Pick up the discussion about short rests and the 2024 books and continue it from its final sentence.
──────── Document segment
I think we disagree here. No one plays games with 6-8 encounters per day, thats pretty obvious from every post about this topic since 2014. So wotc is trying to force an obnoxious style of gameplay on people that NO ONE does.
I understand how they tried to have a balance between short/long rests, but the very concept of needing short rests and ability recharges to fuel 6-8 encounters per day is the crux of the utterly craptastic design fail. Its an utter failure because no small tweak can fix it, balancing around a style of gaming no one will EVER participate in means its a miserable failure.
 


they should have gotten rid of short rest, like they initially planned. Not doing so is among the biggest failures of the 2024 books
I suspect they didn't because the design ethos of 5.5 is minimum changes. They didn't want the work of major system changes, the idea is to simply refresh things to sell the same books over again.
At 10yrs old, it was ripe for a new edition, but I figure this will go like 3.5. They'll spend the next 5 years pumping out all the same books over again for 5.5 with "new art!" in a compressed timeline, because less people are gonna buy them. Plus its much quicker to update books for 5.5 with "totally not AI art" to resell them again.
So we won't see any significant design changes until at least 2030 when they start making rumbles about 6.0. However if its the same people, I won't hold my breath, as they'll just video gamify the game more. Utterly forgetting that RPGs do not play like videogames, and we don't want them to.
 

I think we disagree here. No one plays games with 6-8 encounters per day, thats pretty obvious from every post about this topic since 2014. So wotc is trying to force an obnoxious style of gameplay on people that NO ONE does.
────────────────
──────── Information given
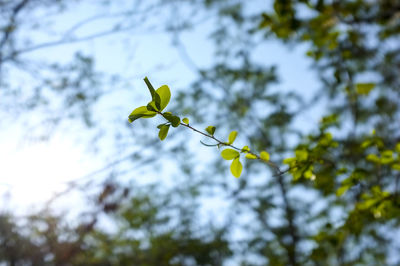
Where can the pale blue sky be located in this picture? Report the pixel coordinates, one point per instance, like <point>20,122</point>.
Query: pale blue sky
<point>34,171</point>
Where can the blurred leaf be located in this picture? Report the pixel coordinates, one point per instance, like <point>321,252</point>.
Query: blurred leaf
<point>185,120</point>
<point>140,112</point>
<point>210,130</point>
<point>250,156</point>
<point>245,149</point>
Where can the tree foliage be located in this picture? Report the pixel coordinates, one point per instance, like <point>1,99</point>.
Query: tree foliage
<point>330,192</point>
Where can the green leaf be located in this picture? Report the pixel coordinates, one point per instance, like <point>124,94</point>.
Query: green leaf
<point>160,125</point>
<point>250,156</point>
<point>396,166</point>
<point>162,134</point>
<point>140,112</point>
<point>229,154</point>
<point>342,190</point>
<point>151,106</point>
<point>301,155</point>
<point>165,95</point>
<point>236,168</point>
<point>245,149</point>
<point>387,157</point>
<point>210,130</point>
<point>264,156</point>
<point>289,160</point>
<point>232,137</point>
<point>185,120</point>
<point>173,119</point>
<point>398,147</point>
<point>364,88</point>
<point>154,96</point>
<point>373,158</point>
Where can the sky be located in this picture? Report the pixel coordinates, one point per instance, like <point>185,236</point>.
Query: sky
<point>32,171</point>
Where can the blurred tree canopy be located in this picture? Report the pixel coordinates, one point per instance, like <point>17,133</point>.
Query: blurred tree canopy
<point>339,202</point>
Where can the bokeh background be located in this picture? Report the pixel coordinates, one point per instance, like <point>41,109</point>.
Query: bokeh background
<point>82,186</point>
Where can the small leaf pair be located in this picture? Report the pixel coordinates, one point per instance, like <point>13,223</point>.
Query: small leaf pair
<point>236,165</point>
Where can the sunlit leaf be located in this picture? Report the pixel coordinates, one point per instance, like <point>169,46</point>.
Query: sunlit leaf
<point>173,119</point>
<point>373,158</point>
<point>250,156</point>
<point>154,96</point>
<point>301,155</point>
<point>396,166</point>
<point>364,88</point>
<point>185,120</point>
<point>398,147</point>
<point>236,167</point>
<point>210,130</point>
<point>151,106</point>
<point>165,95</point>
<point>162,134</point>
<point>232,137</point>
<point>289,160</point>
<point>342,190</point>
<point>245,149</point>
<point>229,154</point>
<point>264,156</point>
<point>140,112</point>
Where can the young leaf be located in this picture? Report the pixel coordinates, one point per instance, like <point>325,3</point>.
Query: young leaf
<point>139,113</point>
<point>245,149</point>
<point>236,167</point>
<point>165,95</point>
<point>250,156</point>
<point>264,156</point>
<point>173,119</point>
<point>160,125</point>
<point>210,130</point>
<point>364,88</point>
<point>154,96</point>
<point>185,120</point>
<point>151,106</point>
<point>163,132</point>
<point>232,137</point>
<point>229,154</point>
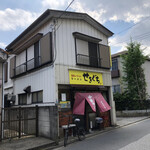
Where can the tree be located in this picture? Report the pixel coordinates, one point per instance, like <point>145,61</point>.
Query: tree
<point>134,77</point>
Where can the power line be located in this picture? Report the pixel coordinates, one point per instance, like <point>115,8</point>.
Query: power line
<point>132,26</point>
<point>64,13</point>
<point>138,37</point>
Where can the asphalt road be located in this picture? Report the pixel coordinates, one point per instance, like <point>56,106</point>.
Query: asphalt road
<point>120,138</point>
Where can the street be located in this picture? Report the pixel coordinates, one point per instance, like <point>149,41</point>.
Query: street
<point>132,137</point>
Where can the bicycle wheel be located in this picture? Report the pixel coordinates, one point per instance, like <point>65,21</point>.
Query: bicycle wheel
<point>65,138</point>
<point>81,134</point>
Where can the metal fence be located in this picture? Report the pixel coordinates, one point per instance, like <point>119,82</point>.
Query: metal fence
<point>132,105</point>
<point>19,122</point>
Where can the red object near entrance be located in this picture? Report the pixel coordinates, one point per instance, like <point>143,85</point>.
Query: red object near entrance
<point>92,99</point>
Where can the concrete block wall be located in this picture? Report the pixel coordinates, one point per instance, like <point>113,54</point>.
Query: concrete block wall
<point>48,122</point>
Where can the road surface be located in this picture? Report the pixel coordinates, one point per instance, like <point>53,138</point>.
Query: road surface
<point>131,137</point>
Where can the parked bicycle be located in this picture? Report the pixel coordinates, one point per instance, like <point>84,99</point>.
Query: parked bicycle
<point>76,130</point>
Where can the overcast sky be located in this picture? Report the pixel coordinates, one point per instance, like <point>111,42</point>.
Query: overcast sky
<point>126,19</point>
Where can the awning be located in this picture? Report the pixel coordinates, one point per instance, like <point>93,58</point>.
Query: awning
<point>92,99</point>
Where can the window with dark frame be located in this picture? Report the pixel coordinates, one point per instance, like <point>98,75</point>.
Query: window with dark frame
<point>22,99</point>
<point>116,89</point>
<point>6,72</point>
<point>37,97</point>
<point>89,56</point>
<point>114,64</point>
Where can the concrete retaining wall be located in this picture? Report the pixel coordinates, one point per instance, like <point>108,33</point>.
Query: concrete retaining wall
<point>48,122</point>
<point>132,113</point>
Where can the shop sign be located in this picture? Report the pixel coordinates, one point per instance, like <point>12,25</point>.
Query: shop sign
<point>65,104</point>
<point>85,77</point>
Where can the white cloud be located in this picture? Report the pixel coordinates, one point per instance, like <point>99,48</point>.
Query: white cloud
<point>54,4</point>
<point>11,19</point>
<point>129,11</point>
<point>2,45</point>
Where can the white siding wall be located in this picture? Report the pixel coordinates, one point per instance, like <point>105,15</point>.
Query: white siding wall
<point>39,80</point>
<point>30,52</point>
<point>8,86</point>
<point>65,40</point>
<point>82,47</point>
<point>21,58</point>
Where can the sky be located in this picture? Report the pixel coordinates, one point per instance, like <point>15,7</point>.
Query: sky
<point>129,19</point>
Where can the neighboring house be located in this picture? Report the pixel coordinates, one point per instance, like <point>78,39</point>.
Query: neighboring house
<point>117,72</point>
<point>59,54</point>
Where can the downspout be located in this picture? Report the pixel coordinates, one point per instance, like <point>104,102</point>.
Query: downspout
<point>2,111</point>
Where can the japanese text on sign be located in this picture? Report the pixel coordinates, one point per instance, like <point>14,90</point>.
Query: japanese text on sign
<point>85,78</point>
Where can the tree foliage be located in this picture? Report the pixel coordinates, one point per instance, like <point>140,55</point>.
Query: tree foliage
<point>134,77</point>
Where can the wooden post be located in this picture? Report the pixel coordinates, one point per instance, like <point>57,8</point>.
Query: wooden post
────────────────
### Task response
I understand how they tried to have a balance between short/long rests, but the very concept of needing short rests and ability recharges to fuel 6-8 encounters per day is the crux of the utterly craptastic design fail. Its an utter failure because no small tweak can fix it, balancing around a style of gaming no one will EVER participate in means its a miserable failure.
Depends. If you are going through a dungeon encounters will increase. I'm running CoS right now and i've had some sessions with 3 or 4 encounters. Over the course of an adventuring day you can easily have 8 encounters that spans multiple 3-4 hr sessions. I've also had many sessions with zero combat. I've often cautioned my players about their play style to not go to ham on the first scrap of the day. Sometimes they take my advice, sometimes they don't. Such is life..
 

I see power creep as a relative thing. If monsters/adversaries also experienced a bump it isn’t so much of an increase to me but adding more versatility and abilities which I generally like.

I love 1st and 2nd edition and still play them from time to time but classes got boring quickly due to the lack of options and versatility. I often killed my PC off by 5th or 6th level just to play a different class.
 

Not quite. It’s an attempt to shoehorn encounter powers into the game while sticking to old school adventuring days. An attempt to balance out long and short rest classes.
If they had balanced around 2-3 encounters of 6+ rounds each per day with a typical short rest between them I don’t think you’d see nearly as many complaints. And this could also have balanced out the long and short rest classes.

For harder solo encounter adventuring days make magic harder. Counterspelling enemies or spell resistance, etc.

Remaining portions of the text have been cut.